Richiesta:
Modifica l'elenco sostituendo ogni occorrenza di "pixel values" con "pixel coordinates" e lascia invariato tutto il resto.
+===+
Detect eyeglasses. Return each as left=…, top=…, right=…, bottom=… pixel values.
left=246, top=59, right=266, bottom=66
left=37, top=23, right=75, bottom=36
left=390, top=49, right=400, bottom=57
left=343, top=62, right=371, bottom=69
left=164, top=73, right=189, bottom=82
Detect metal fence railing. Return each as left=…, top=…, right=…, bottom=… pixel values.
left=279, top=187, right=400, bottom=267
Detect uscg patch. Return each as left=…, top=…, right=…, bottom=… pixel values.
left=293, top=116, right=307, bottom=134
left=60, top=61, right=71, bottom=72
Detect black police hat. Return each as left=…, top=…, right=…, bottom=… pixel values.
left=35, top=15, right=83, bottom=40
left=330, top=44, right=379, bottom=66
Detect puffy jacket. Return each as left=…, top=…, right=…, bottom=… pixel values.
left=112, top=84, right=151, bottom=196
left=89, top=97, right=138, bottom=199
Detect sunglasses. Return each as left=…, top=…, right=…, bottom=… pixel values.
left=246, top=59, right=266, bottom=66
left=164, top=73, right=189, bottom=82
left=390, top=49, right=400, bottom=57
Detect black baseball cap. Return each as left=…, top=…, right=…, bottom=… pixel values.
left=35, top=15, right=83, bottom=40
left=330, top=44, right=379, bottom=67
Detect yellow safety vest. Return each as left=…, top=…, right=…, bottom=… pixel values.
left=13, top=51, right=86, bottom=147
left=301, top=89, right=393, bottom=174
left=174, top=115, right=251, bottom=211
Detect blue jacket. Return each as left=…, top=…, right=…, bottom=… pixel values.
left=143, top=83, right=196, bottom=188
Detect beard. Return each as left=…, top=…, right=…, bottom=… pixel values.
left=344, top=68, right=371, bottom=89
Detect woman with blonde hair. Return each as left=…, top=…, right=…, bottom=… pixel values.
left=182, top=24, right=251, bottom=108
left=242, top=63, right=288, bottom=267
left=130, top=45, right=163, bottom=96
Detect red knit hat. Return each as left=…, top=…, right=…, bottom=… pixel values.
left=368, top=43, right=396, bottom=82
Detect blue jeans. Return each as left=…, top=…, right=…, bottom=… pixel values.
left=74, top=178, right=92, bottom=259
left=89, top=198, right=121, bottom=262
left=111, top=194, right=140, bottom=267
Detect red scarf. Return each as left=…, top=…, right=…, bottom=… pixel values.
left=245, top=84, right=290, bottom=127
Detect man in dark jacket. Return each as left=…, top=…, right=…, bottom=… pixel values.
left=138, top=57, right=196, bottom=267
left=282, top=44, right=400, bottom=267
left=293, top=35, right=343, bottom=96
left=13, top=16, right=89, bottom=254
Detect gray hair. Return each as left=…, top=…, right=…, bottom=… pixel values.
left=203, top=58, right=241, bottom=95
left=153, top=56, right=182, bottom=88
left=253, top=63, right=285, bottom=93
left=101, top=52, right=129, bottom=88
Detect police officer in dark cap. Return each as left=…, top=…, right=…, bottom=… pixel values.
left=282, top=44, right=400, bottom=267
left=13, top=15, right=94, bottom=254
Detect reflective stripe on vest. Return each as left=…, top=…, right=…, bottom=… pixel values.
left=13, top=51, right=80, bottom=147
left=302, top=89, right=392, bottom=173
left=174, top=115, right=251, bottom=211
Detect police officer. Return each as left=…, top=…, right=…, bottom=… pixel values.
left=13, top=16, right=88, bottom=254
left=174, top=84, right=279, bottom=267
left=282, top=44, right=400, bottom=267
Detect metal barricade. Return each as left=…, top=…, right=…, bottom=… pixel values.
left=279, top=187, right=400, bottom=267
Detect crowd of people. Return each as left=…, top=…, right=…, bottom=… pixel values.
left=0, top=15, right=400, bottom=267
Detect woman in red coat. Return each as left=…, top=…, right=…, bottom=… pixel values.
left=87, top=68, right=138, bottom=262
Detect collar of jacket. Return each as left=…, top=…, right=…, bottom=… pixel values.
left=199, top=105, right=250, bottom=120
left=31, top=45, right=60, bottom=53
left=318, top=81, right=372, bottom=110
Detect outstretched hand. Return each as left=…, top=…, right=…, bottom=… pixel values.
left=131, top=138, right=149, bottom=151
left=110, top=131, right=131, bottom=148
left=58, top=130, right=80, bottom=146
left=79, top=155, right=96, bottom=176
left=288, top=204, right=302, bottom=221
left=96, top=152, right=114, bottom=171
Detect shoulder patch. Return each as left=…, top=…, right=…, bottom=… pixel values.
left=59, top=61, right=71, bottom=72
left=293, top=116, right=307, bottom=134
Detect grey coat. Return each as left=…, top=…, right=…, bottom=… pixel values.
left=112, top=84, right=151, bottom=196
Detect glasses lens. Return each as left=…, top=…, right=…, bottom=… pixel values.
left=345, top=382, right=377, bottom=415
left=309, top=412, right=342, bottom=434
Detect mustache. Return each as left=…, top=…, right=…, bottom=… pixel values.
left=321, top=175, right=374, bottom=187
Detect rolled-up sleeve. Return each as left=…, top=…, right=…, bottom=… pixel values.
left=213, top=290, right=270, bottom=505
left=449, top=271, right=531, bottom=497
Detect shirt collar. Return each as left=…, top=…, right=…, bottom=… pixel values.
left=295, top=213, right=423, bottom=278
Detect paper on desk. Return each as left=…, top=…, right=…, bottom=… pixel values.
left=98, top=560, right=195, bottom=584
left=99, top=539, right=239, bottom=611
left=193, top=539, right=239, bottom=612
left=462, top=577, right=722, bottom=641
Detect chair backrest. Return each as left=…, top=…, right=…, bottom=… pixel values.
+===+
La soluzione:
Detect eyeglasses. Return each as left=…, top=…, right=…, bottom=… pixel coordinates.
left=246, top=59, right=266, bottom=66
left=37, top=23, right=75, bottom=36
left=390, top=49, right=400, bottom=57
left=343, top=62, right=371, bottom=69
left=164, top=73, right=189, bottom=82
Detect metal fence railing. Return each as left=…, top=…, right=…, bottom=… pixel coordinates.
left=279, top=187, right=400, bottom=267
Detect uscg patch. Return each as left=…, top=…, right=…, bottom=… pixel coordinates.
left=293, top=116, right=307, bottom=134
left=60, top=61, right=71, bottom=72
Detect black police hat. Return each as left=…, top=…, right=…, bottom=… pixel coordinates.
left=35, top=15, right=83, bottom=40
left=330, top=44, right=379, bottom=66
Detect puffy jacket. Return each as left=…, top=…, right=…, bottom=… pixel coordinates.
left=112, top=84, right=151, bottom=196
left=89, top=97, right=138, bottom=199
Detect sunglasses. Return each as left=…, top=…, right=…, bottom=… pixel coordinates.
left=246, top=59, right=266, bottom=66
left=164, top=73, right=189, bottom=82
left=390, top=49, right=400, bottom=57
Detect black baseball cap. Return each as left=…, top=…, right=…, bottom=… pixel coordinates.
left=35, top=15, right=83, bottom=40
left=330, top=44, right=379, bottom=67
Detect yellow safety vest. Return each as left=…, top=…, right=…, bottom=… pixel coordinates.
left=13, top=51, right=86, bottom=147
left=301, top=89, right=393, bottom=174
left=174, top=115, right=251, bottom=211
Detect blue jacket. Return each as left=…, top=…, right=…, bottom=… pixel coordinates.
left=143, top=83, right=196, bottom=188
Detect beard. Return each as left=…, top=…, right=…, bottom=… pixel coordinates.
left=344, top=68, right=371, bottom=89
Detect woman with blonde hair. Return each as left=…, top=…, right=…, bottom=… pixel coordinates.
left=182, top=24, right=251, bottom=108
left=242, top=63, right=288, bottom=267
left=130, top=45, right=163, bottom=96
Detect red knit hat. Return each as left=…, top=…, right=…, bottom=… pixel coordinates.
left=368, top=43, right=396, bottom=82
Detect blue jeans. Return each as left=…, top=…, right=…, bottom=… pixel coordinates.
left=74, top=178, right=92, bottom=259
left=89, top=198, right=121, bottom=262
left=111, top=194, right=140, bottom=267
Detect red scarf. Return each as left=…, top=…, right=…, bottom=… pixel coordinates.
left=245, top=84, right=290, bottom=127
Detect man in dark jacket. Return each as left=…, top=…, right=…, bottom=… pixel coordinates.
left=138, top=57, right=196, bottom=267
left=282, top=44, right=400, bottom=267
left=293, top=35, right=343, bottom=96
left=13, top=16, right=89, bottom=254
Detect gray hair. Return each as left=…, top=…, right=…, bottom=… pixel coordinates.
left=203, top=58, right=241, bottom=95
left=153, top=56, right=182, bottom=88
left=253, top=63, right=285, bottom=93
left=101, top=52, right=129, bottom=88
Detect police officer in dark cap. Return each as left=…, top=…, right=…, bottom=… pixel coordinates.
left=282, top=44, right=400, bottom=267
left=13, top=15, right=94, bottom=254
Detect reflective stripe on vest. Return each as left=…, top=…, right=…, bottom=… pixel coordinates.
left=13, top=51, right=80, bottom=147
left=302, top=89, right=392, bottom=173
left=174, top=115, right=251, bottom=211
Detect police officer. Return each as left=…, top=…, right=…, bottom=… pixel coordinates.
left=13, top=16, right=88, bottom=254
left=174, top=84, right=279, bottom=267
left=282, top=44, right=400, bottom=267
Detect metal barricade. Return each as left=…, top=…, right=…, bottom=… pixel coordinates.
left=279, top=187, right=400, bottom=267
Detect crowd of people. Return each as left=…, top=…, right=…, bottom=… pixel coordinates.
left=0, top=15, right=400, bottom=267
Detect woman in red coat. Return each as left=…, top=…, right=…, bottom=… pixel coordinates.
left=87, top=68, right=138, bottom=262
Detect collar of jacket. Return each as left=…, top=…, right=…, bottom=… pixel coordinates.
left=199, top=105, right=250, bottom=120
left=31, top=45, right=60, bottom=53
left=318, top=81, right=372, bottom=110
Detect outstretched hand. Return each as left=…, top=…, right=…, bottom=… pixel coordinates.
left=131, top=138, right=149, bottom=151
left=110, top=131, right=131, bottom=148
left=58, top=130, right=80, bottom=146
left=79, top=155, right=96, bottom=176
left=288, top=204, right=302, bottom=221
left=96, top=152, right=114, bottom=171
Detect shoulder patch. Return each as left=…, top=…, right=…, bottom=… pixel coordinates.
left=59, top=61, right=71, bottom=72
left=293, top=116, right=307, bottom=134
Detect grey coat. Return each as left=…, top=…, right=…, bottom=… pixel coordinates.
left=112, top=84, right=151, bottom=196
Detect glasses lens. Return each as left=…, top=…, right=…, bottom=… pixel coordinates.
left=345, top=382, right=377, bottom=415
left=309, top=412, right=342, bottom=434
Detect mustache. Return each as left=…, top=…, right=…, bottom=… pixel coordinates.
left=321, top=175, right=374, bottom=187
Detect rolled-up sleeve. Return each as left=…, top=…, right=…, bottom=… pixel coordinates.
left=213, top=290, right=270, bottom=505
left=449, top=271, right=531, bottom=497
Detect shirt collar. Return each as left=…, top=…, right=…, bottom=… pixel coordinates.
left=295, top=213, right=423, bottom=278
Detect paper on desk. Return each as left=…, top=…, right=…, bottom=… pixel coordinates.
left=98, top=560, right=195, bottom=584
left=99, top=539, right=239, bottom=611
left=193, top=539, right=239, bottom=612
left=462, top=577, right=722, bottom=641
Detect chair backrest. Return each as left=…, top=…, right=…, bottom=… pixel coordinates.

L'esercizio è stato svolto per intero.